== Requirements ==
Switch "carrot" to "parsnip" in the stretch of rows from the start of the rows through the line containing "[214,0,624,166]", and write out that stretch again with nothing else changed.

== Supplied information ==
## begin

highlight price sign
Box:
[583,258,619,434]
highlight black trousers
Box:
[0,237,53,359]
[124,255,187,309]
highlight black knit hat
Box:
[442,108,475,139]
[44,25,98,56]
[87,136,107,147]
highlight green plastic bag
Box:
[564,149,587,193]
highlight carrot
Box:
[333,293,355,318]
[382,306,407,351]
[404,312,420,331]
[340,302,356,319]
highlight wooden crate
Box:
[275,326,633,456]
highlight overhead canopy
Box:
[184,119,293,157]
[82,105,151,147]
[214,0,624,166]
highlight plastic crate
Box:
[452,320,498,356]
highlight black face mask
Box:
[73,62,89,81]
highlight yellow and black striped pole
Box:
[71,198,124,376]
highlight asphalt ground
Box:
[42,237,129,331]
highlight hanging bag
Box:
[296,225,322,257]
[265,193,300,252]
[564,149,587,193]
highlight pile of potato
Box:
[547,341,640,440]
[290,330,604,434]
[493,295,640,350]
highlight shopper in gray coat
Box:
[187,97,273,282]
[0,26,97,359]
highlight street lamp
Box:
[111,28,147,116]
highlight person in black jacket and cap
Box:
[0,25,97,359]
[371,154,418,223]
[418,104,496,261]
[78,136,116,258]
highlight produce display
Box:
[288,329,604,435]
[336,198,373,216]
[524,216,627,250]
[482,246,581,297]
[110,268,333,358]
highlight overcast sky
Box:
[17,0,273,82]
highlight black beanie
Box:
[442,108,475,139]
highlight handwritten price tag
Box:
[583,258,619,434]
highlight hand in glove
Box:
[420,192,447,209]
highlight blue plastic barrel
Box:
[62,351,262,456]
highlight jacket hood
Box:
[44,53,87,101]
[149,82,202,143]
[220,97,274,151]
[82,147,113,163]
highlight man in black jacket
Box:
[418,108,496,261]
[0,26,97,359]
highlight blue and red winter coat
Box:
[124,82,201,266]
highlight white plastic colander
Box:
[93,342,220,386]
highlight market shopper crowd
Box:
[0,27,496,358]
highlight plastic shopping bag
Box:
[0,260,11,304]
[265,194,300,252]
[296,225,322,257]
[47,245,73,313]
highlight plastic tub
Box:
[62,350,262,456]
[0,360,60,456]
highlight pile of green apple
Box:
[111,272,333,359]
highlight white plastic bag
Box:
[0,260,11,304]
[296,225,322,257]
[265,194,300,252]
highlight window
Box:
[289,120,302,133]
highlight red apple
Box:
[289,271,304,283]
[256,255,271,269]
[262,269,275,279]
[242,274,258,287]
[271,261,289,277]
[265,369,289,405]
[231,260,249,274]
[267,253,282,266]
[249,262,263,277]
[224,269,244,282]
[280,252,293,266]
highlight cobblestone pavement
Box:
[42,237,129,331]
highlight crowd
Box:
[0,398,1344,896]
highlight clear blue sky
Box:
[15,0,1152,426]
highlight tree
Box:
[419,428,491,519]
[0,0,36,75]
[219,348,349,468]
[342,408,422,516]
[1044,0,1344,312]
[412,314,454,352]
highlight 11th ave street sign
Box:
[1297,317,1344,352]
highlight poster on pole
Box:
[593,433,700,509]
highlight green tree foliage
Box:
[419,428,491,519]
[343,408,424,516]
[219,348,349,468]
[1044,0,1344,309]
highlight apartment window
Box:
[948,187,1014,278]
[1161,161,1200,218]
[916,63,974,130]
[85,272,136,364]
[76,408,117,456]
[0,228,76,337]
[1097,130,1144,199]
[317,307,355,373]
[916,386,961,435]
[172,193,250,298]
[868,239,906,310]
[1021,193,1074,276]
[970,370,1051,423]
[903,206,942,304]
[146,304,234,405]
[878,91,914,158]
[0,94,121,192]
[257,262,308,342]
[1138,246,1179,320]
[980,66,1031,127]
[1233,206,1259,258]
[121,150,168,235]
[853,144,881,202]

## end

== Completed exercise ==
highlight price sign
Box:
[583,258,619,434]
highlight black trousers
Box:
[0,237,53,359]
[124,255,187,309]
highlight black knit hat
Box:
[442,108,475,139]
[44,25,98,56]
[87,136,107,147]
highlight green plastic bag
Box:
[564,149,587,193]
highlight parsnip
Box:
[333,293,355,318]
[382,306,407,351]
[404,312,420,331]
[340,302,356,319]
highlight wooden crate
Box:
[275,326,633,456]
highlight overhead canopy
Box:
[184,119,293,157]
[82,105,151,147]
[214,0,624,166]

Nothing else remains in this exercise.